Short problem: Rewrite the stretch from the line containing "Question: For every instance of the log" through the line containing "[(513, 229)]", switching "log wall" to "timber wall" and leaving everything else unchanged.

___ Source data ___

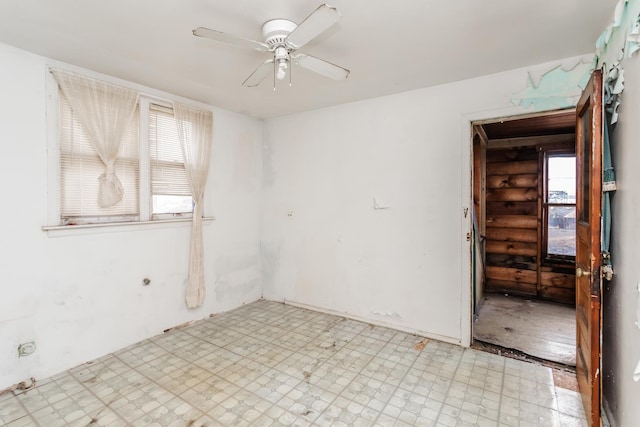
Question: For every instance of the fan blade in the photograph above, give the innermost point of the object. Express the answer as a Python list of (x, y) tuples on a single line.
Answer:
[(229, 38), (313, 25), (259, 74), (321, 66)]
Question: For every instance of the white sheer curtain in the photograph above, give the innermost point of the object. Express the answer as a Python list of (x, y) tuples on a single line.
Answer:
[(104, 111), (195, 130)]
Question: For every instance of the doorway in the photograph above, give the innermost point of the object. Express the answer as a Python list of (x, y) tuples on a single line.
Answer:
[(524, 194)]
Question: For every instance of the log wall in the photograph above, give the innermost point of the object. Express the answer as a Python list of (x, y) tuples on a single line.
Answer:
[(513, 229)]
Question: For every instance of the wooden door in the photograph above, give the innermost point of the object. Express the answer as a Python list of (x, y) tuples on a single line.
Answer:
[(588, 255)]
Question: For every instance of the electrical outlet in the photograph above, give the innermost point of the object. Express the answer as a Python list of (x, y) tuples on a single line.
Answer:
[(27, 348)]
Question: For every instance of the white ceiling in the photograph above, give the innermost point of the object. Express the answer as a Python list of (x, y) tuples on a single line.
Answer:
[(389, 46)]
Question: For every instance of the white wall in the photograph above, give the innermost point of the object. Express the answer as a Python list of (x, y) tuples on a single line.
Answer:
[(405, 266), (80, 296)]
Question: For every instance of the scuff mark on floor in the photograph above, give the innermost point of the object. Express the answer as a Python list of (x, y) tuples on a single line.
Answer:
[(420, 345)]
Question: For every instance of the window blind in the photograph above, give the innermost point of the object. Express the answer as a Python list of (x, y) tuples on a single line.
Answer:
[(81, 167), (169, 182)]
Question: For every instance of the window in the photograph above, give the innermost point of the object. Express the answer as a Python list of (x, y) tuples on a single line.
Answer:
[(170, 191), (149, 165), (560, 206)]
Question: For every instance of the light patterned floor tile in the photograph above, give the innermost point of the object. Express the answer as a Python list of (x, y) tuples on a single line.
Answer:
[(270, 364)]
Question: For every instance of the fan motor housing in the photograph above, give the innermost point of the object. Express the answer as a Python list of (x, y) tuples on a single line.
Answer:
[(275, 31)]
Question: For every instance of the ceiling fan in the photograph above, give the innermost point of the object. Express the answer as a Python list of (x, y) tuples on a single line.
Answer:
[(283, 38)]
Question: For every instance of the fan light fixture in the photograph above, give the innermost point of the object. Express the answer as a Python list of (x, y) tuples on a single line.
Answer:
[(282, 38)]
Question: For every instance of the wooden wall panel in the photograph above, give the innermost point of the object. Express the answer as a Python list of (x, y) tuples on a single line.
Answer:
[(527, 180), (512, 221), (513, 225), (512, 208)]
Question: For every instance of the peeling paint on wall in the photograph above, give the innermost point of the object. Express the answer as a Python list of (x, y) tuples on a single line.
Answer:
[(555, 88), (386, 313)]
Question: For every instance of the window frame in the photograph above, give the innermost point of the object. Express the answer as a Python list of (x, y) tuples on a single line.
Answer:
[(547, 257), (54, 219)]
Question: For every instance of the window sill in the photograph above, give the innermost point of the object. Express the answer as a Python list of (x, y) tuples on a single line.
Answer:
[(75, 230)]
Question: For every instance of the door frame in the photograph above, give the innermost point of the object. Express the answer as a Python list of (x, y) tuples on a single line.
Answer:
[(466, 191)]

___

Answer to this task:
Question: For every instance of the timber wall in the photograph above, give the innermost point of the object. Express the answer as a Python list of (x, y) tuples on a single line.
Answer:
[(513, 229)]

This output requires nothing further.